** begin Source **

Using lambda conditional and pandas str.contains to lump strings
Asked Answered
M

2

6

Trying to learn some stuff, I'm messing around with the global shark attack database on Kaggle and I'm trying to find the best way to lump strings using a lambda function and str.contains.

Basically anywhere a string contains a phrase with skin diving e.g. 'skin diving for abalone' , in the data['Activity'] column I want to replace the activity with skin diving. (there are 92 variations for skin diving hence trying to use the lambda function)

I can return a boolean series using

data['Activity].str.contains('skin diving')

But I'm unsure how to change the value if this condition is true

My lambda function = data.apply(lambda x: 'free diving' if x.str.contains('free diving)) but i'm getting a syntax error and i'm not familiar enough with lambda functions and pandas to get it right, any help would be appreciated.

** end Source **

▶ _Problem 1_: Select every line in the records below that contains the string "jacket", matching case exactly.

** begin Listing **

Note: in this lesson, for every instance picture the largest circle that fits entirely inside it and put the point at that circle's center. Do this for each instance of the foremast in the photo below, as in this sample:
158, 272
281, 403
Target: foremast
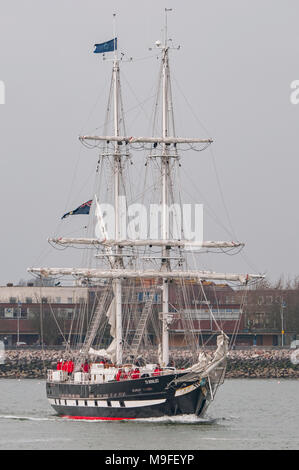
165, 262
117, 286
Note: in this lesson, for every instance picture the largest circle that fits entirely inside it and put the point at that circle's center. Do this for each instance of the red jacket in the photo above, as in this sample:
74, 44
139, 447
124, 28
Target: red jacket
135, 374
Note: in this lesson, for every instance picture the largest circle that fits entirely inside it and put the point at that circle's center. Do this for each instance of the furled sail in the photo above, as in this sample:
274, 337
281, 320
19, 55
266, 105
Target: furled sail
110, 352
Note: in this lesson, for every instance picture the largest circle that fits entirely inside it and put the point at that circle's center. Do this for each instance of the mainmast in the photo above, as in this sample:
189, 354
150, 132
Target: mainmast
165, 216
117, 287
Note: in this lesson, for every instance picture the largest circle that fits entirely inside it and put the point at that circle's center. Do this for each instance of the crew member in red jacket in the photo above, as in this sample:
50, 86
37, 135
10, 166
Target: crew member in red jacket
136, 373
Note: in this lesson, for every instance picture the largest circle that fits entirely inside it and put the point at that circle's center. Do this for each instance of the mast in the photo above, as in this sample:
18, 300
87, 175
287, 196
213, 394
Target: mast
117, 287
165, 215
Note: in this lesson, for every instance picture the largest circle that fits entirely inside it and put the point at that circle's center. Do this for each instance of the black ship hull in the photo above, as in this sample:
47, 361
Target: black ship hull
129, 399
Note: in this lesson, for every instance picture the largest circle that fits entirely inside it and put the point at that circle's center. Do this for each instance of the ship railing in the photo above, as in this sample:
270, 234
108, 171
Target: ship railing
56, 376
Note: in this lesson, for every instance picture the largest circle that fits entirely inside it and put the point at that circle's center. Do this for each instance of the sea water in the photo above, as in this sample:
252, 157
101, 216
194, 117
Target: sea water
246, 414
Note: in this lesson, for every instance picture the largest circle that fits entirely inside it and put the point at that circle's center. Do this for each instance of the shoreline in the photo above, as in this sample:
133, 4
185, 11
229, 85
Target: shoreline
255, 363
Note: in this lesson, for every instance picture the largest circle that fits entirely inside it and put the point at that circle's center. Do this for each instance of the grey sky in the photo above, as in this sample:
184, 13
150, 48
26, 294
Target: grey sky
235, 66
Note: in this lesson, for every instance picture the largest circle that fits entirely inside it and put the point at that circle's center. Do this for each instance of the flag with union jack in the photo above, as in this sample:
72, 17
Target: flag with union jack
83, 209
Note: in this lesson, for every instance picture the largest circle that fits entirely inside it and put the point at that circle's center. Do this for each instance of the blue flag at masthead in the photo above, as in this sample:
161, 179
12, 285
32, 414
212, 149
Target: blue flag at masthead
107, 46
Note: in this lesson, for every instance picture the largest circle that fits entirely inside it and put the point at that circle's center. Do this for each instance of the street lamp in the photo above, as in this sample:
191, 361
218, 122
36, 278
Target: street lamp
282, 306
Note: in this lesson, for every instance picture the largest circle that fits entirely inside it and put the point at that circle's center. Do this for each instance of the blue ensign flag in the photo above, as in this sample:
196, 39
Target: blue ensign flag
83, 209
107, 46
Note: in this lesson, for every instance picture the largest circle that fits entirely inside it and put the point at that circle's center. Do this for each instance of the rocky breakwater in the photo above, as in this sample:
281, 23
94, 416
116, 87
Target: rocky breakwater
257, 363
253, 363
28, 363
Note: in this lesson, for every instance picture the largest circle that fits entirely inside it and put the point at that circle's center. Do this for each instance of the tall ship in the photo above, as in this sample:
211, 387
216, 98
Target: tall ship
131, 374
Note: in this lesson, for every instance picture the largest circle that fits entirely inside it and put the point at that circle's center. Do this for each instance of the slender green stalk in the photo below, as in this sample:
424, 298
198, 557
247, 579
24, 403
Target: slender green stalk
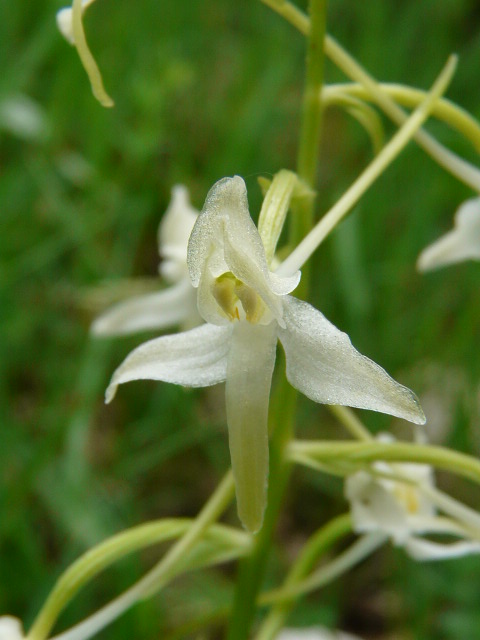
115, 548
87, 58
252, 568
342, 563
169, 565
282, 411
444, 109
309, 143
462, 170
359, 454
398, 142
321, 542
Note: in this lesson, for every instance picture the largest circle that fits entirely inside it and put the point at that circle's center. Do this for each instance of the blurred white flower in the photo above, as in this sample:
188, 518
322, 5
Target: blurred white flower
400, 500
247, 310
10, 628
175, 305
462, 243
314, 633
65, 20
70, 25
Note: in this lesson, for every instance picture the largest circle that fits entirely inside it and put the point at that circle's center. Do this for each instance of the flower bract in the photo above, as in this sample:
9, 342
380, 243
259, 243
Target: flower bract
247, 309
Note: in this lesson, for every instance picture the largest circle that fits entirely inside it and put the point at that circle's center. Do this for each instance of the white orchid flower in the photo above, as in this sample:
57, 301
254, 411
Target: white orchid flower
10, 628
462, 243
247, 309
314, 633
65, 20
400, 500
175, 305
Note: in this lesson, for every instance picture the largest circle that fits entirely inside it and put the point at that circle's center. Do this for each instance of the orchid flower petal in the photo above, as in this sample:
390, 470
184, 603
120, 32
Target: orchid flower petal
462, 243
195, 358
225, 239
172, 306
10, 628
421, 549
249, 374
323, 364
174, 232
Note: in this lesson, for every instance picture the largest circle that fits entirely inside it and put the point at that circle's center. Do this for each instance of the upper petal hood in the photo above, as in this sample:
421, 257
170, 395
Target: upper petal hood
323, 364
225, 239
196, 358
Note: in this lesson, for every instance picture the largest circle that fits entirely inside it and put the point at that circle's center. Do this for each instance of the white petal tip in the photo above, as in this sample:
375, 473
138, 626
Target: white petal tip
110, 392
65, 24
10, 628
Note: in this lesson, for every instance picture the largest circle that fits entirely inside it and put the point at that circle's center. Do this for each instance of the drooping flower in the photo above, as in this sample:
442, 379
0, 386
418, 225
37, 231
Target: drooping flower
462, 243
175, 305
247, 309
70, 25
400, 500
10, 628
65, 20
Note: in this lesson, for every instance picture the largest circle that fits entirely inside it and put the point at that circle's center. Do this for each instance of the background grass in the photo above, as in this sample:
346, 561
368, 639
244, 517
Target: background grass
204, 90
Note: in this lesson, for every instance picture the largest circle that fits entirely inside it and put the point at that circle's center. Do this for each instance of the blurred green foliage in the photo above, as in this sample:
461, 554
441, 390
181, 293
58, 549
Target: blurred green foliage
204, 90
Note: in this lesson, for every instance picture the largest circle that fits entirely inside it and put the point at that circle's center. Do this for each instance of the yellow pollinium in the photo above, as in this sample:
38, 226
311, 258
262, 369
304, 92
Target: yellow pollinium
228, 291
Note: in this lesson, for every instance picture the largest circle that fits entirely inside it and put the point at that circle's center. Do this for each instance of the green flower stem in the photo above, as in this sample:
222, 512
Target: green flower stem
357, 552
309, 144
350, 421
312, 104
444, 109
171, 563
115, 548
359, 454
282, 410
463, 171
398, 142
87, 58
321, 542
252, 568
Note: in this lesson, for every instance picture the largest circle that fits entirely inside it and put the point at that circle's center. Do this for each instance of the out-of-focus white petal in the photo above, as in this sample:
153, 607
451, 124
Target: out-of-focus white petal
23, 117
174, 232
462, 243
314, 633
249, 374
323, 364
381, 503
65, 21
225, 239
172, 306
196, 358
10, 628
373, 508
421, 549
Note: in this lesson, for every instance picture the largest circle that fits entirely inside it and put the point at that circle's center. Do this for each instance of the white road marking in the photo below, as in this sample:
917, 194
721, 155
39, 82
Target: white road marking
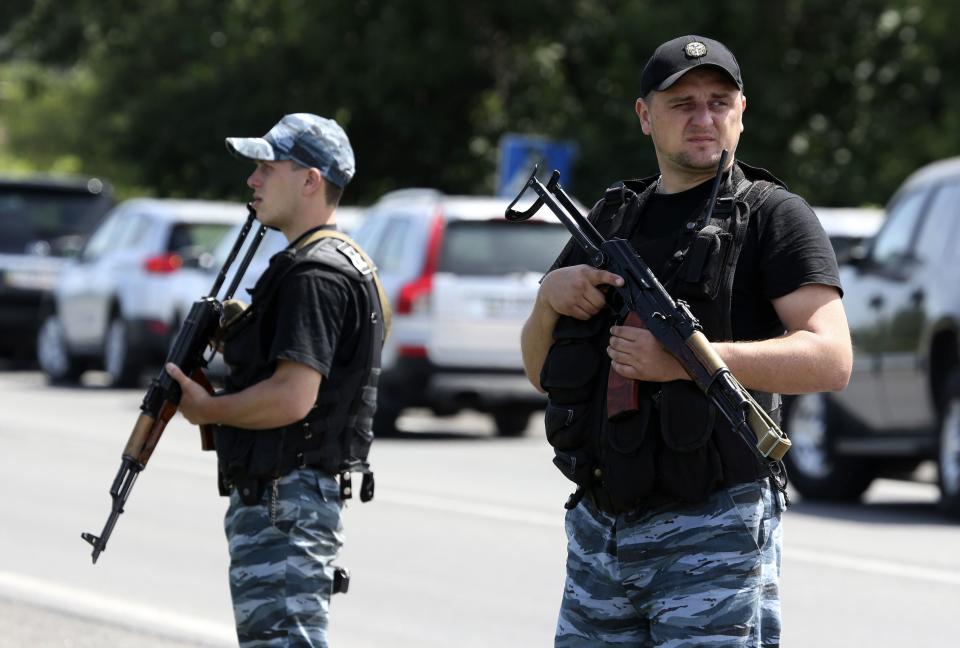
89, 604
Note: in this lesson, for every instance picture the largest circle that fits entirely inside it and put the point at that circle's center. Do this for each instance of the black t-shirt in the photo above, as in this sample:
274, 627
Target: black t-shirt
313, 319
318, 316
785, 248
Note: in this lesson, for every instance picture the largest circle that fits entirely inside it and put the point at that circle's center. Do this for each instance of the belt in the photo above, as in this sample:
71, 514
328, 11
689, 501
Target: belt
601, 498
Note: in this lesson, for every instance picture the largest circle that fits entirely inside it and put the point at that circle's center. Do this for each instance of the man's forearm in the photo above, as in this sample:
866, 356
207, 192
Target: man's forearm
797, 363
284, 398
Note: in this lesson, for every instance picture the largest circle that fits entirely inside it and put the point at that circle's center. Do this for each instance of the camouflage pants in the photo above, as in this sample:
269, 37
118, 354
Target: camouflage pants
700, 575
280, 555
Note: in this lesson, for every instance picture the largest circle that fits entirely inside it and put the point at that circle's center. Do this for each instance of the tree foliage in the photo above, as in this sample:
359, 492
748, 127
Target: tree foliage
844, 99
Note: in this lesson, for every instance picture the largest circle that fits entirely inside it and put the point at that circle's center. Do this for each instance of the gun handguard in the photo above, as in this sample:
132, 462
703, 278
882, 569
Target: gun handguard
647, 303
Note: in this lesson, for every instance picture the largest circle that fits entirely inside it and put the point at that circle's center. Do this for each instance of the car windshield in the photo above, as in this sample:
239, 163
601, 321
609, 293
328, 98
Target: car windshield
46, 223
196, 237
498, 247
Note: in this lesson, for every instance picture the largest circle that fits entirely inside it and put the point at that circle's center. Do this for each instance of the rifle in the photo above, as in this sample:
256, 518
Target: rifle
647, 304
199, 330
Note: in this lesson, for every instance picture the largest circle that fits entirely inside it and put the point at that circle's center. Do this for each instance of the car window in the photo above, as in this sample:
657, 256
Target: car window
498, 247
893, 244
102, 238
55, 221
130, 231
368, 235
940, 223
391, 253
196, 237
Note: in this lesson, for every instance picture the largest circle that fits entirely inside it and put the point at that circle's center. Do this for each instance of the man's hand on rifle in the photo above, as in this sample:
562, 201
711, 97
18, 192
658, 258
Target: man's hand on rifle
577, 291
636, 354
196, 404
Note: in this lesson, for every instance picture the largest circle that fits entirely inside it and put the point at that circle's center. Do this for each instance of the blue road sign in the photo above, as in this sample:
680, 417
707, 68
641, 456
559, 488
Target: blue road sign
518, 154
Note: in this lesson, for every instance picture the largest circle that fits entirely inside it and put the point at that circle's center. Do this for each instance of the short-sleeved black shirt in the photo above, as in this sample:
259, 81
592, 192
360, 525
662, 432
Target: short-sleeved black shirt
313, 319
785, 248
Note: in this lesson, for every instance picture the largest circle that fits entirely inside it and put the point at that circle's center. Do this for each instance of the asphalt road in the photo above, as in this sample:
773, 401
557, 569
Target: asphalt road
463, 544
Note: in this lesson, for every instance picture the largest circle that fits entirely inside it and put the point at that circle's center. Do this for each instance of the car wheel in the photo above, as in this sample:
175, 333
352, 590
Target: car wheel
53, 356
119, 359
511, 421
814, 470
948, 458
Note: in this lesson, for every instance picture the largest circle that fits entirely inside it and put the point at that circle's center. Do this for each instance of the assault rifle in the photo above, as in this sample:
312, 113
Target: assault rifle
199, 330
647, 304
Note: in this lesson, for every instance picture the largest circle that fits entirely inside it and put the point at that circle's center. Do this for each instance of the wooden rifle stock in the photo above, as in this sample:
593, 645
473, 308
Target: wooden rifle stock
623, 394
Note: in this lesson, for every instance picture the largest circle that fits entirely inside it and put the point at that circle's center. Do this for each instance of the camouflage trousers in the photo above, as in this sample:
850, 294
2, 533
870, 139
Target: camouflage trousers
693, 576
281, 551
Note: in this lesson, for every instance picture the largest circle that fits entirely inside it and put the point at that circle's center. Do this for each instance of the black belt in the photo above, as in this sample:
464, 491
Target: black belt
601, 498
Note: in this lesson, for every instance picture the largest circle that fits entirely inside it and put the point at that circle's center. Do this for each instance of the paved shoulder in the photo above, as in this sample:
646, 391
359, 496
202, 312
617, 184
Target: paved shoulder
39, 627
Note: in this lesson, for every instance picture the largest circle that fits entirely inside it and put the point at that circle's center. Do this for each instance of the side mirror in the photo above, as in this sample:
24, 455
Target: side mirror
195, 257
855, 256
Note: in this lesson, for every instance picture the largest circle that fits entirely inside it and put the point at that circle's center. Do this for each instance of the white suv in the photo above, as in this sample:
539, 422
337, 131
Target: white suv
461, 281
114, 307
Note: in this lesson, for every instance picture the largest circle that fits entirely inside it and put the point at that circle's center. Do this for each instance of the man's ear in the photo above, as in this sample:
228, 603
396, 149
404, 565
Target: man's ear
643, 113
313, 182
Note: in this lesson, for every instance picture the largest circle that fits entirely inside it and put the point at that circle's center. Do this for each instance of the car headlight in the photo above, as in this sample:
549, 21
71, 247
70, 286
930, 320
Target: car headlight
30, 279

** end Listing **

▶ _Problem 2_: From the pandas question, reproduce the stretch from "My lambda function" through "would be appreciated." word for word.

▶ _Final result 1_:
Note: in this lesson, for every instance picture the largest circle that fits entirely inside it and put the point at that circle's center. Do this for each instance of the red jacket in the photo above, as in this sample:
Target: red jacket
Note: in this lesson, for every instance picture the largest circle that fits entirely inside it and put the point at that circle's center. Do this for each instance of the crew member in red jacket in the photo above, as in this sample:
Target: crew member in red jacket

▶ _Final result 2_:
My lambda function = data.apply(lambda x: 'free diving' if x.str.contains('free diving)) but i'm getting a syntax error and i'm not familiar enough with lambda functions and pandas to get it right, any help would be appreciated.